Description of the task ::
Print all of the data exactly, but drop the pictures.

[Stored records]
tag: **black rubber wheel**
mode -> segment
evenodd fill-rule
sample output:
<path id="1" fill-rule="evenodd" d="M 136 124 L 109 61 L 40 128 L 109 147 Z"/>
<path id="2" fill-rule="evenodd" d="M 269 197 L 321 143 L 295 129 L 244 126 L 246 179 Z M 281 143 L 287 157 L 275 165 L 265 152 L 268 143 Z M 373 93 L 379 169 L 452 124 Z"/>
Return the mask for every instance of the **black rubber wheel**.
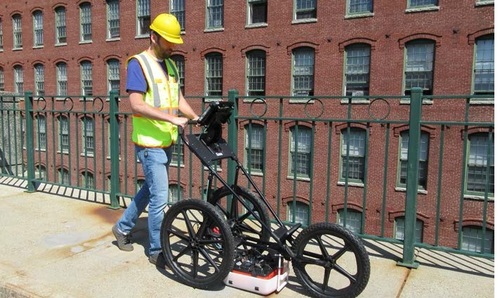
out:
<path id="1" fill-rule="evenodd" d="M 333 223 L 316 223 L 293 244 L 293 270 L 315 297 L 356 297 L 368 284 L 370 260 L 359 237 Z"/>
<path id="2" fill-rule="evenodd" d="M 269 241 L 270 232 L 264 228 L 264 225 L 271 227 L 267 206 L 246 188 L 234 186 L 234 191 L 239 199 L 234 197 L 231 190 L 221 187 L 212 194 L 208 202 L 222 211 L 238 243 L 245 244 L 248 240 L 257 243 Z M 243 200 L 248 208 L 240 200 Z"/>
<path id="3" fill-rule="evenodd" d="M 188 199 L 172 205 L 162 222 L 165 262 L 186 285 L 208 289 L 234 266 L 235 245 L 229 225 L 213 205 Z"/>

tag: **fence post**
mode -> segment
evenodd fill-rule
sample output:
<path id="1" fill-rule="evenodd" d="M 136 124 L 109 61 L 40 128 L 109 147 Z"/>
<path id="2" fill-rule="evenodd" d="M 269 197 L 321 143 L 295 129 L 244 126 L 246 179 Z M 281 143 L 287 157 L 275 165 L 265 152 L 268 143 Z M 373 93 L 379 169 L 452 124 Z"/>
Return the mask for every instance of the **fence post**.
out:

Answer to the exercise ::
tag: **black rubber wheel**
mode -> segment
evenodd fill-rule
sample output:
<path id="1" fill-rule="evenodd" d="M 136 124 L 109 61 L 40 128 L 109 147 Z"/>
<path id="2" fill-rule="evenodd" d="M 269 197 L 321 143 L 295 129 L 244 126 L 246 179 Z M 281 143 L 287 157 L 275 165 L 265 152 L 268 143 Z M 373 93 L 379 169 L 452 124 Z"/>
Return the mask for every instance of the **black rubber wheel**.
out:
<path id="1" fill-rule="evenodd" d="M 333 223 L 316 223 L 293 244 L 293 270 L 315 297 L 356 297 L 368 284 L 370 260 L 359 237 Z"/>
<path id="2" fill-rule="evenodd" d="M 269 241 L 270 232 L 264 228 L 264 225 L 271 227 L 267 206 L 246 188 L 234 186 L 234 191 L 239 199 L 234 197 L 231 190 L 221 187 L 212 194 L 208 202 L 222 211 L 238 243 L 245 244 L 248 240 L 257 243 Z M 243 200 L 248 208 L 240 200 Z"/>
<path id="3" fill-rule="evenodd" d="M 188 199 L 172 205 L 162 222 L 165 262 L 186 285 L 208 289 L 234 266 L 235 245 L 229 225 L 213 205 Z"/>

tag: **fence post**
mode -> segment
evenodd fill-rule
sample output:
<path id="1" fill-rule="evenodd" d="M 136 124 L 109 61 L 40 128 L 109 147 Z"/>
<path id="2" fill-rule="evenodd" d="M 269 197 L 321 143 L 295 129 L 244 126 L 246 179 Z M 281 143 L 287 157 L 275 165 L 265 152 L 268 143 Z M 373 93 L 379 169 L 452 124 Z"/>
Return the mask for every instance of the **fence post**.
out:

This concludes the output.